- _Passage to read_:
++++++++++

COUNTRYSIDE, Ill. (AP) — An advisory board voted Wednesday to add eight health conditions — including chronic pain syndrome, autism, osteoarthritis and post-traumatic stress disorder — to the list of illnesses that can be treated by medical marijuana in Illinois.
The state's Medical Cannabis Advisory Board had expressed frustration last month when Gov. Bruce Rauner's administration rejected its first 11 suggestions for expanding the list of medical conditions. Osteoarthritis and PTSD were on that earlier list, so Wednesday's votes reaffirmed the board's viewpoint and put the matter back in Rauner's hands.
Board chair Dr. Leslie Mendoza Temple said Wednesday that she hopes the Rauner administration will have a different response to the latest round of suggestions after dispensaries start selling the drug, which will be later this month or in early November.
Other conditions recommended by the panel Wednesday were chronic pain due to trauma, chronic post-operative pain, intractable pain and irritable bowel syndrome. The board recommended everything on its agenda after hearing public testimony and discussing available scientific evidence.
If Illinois were to follow the recommendation and approve autism, it would be the first state to do so. Children must have written certification from two doctors in Illinois to use cannabis, an important safeguard against misuse, Temple said. Adults need one doctor's signature.
"It would give clinicians and families another option to manage the symptoms of autism," Temple said, adding that conventional treatments such as risperidone have serious side effects.

++++++++++

- _Task description_: Reproduce the article on Illinois's medical marijuana advisory board verbatim from "If Illinois were" to "serious side effects.".

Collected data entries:
++++++++++

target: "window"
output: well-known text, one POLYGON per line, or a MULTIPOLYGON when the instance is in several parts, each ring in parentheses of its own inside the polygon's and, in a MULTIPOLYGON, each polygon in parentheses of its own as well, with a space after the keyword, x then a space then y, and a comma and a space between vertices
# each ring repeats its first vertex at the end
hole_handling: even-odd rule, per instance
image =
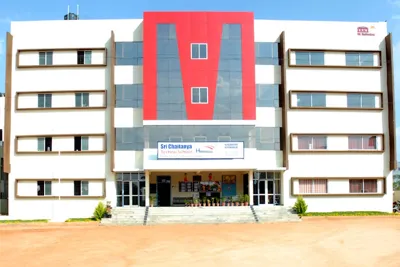
POLYGON ((300 194, 326 194, 328 193, 327 179, 300 179, 300 194))
POLYGON ((279 65, 279 43, 256 42, 256 65, 279 65))
POLYGON ((257 107, 280 107, 279 84, 257 84, 257 107))
POLYGON ((374 66, 374 54, 346 52, 346 66, 374 66))
POLYGON ((326 136, 298 136, 298 149, 327 149, 327 139, 328 138, 326 136))
POLYGON ((374 94, 347 94, 349 108, 375 108, 374 94))
POLYGON ((326 107, 325 93, 297 93, 298 107, 326 107))
POLYGON ((39 52, 39 65, 53 65, 53 52, 39 52))
POLYGON ((51 94, 38 94, 38 108, 51 108, 51 94))
POLYGON ((89 137, 75 136, 74 137, 75 151, 88 151, 89 150, 89 137))
POLYGON ((208 103, 208 88, 192 87, 192 104, 207 104, 207 103, 208 103))
POLYGON ((74 181, 74 196, 88 196, 89 181, 74 181))
POLYGON ((280 127, 257 127, 256 148, 257 150, 281 150, 280 127))
POLYGON ((353 179, 349 180, 350 193, 378 193, 378 180, 353 179))
POLYGON ((92 64, 92 51, 78 51, 77 63, 79 65, 92 64))
POLYGON ((295 52, 296 65, 322 66, 325 65, 324 52, 295 52))
POLYGON ((376 136, 349 136, 349 149, 355 150, 375 150, 377 149, 376 136))
POLYGON ((207 44, 191 44, 192 59, 207 59, 207 44))
POLYGON ((88 106, 89 106, 89 93, 76 93, 75 107, 88 107, 88 106))
POLYGON ((143 42, 116 42, 115 65, 143 65, 143 42))
POLYGON ((37 182, 38 196, 51 196, 51 181, 37 182))
POLYGON ((38 138, 38 151, 52 151, 53 141, 51 137, 38 138))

++++++++++

- _Result of this exercise_:
If Illinois were to follow the recommendation and approve autism, it would be the first state to do so. Children must have written certification from two doctors in Illinois to use cannabis, an important safeguard against misuse, Temple said. Adults need one doctor's signature.
"It would give clinicians and families another option to manage the symptoms of autism," Temple said, adding that conventional treatments such as risperidone have serious side effects.